PROBLEM TO SOLVE:
Please pull out the part of the records that opens with the line containing "Task: locate the chamois leg, a" and closes with the line containing "<point>311,487</point>", both included, and reproduce those lines unchanged.

EXERCISE INPUTS:

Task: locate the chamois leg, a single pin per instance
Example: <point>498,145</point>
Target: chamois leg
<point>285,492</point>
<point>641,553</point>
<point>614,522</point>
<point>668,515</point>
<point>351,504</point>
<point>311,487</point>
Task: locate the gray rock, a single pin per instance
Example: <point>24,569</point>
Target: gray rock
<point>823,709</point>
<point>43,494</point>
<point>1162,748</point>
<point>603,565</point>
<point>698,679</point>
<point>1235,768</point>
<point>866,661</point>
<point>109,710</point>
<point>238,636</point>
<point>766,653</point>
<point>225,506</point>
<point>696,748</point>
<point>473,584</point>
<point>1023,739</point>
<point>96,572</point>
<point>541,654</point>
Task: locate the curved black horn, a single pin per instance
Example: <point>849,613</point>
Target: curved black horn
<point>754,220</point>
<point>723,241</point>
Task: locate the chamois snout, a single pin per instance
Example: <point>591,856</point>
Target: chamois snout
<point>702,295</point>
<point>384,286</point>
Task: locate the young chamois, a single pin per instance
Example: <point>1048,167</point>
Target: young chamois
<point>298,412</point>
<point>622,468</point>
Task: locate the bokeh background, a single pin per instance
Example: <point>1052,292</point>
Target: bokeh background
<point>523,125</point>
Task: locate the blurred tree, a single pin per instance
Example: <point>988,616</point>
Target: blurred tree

--

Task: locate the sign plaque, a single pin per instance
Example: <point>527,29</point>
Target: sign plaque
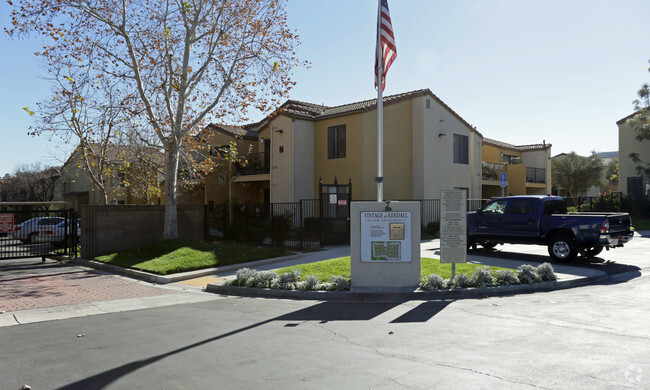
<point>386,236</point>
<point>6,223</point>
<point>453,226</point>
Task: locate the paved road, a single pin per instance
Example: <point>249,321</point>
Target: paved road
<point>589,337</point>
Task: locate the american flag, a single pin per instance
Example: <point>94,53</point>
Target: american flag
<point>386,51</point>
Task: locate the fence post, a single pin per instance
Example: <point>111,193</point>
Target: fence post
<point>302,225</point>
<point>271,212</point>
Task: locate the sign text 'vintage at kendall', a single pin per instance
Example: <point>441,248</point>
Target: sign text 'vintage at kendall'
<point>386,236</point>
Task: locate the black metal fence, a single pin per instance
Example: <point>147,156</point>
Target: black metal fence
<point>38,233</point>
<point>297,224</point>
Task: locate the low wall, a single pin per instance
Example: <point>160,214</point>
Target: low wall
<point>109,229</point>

* * *

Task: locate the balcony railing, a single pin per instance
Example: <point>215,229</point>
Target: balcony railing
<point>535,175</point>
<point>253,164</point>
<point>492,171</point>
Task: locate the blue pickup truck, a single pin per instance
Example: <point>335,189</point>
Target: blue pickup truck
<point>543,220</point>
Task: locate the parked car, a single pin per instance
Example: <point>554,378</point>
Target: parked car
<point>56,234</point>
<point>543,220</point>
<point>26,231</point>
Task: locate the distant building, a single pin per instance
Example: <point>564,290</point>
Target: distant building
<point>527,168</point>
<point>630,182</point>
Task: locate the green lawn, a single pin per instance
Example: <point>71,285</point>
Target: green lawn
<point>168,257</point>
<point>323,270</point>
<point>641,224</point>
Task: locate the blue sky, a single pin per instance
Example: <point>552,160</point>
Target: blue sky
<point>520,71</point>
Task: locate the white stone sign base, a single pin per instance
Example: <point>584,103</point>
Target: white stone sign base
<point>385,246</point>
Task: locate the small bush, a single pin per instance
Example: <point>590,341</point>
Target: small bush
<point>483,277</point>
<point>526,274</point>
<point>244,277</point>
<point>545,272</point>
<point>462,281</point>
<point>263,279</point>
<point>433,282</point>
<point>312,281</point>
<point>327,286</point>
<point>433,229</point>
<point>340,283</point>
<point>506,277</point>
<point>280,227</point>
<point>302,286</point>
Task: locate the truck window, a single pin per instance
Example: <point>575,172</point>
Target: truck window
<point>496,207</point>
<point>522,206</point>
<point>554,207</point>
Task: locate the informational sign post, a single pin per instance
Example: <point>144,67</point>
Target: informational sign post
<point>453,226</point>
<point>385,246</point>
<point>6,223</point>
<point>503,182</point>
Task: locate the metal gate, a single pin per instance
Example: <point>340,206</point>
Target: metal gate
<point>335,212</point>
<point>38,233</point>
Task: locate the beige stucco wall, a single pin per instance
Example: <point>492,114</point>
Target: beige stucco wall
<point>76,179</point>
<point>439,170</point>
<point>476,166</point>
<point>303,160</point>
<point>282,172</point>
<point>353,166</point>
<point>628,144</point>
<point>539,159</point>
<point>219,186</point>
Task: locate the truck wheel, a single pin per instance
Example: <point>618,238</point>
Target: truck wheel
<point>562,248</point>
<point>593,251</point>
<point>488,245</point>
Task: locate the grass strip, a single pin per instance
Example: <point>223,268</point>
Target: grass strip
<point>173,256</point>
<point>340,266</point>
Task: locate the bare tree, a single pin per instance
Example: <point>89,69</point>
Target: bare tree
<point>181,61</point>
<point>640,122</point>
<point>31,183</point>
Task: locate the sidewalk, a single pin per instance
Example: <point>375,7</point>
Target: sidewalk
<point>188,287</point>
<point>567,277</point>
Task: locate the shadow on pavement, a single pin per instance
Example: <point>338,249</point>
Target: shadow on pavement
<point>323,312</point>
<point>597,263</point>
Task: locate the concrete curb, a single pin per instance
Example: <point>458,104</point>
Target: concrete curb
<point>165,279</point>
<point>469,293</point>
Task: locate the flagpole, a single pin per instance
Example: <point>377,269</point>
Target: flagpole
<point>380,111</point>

SOLUTION FOR THIS EXERCISE:
Task: locate the chamois leg, a single pin per instance
Example: <point>498,145</point>
Target: chamois leg
<point>285,492</point>
<point>641,553</point>
<point>614,522</point>
<point>668,515</point>
<point>351,504</point>
<point>311,487</point>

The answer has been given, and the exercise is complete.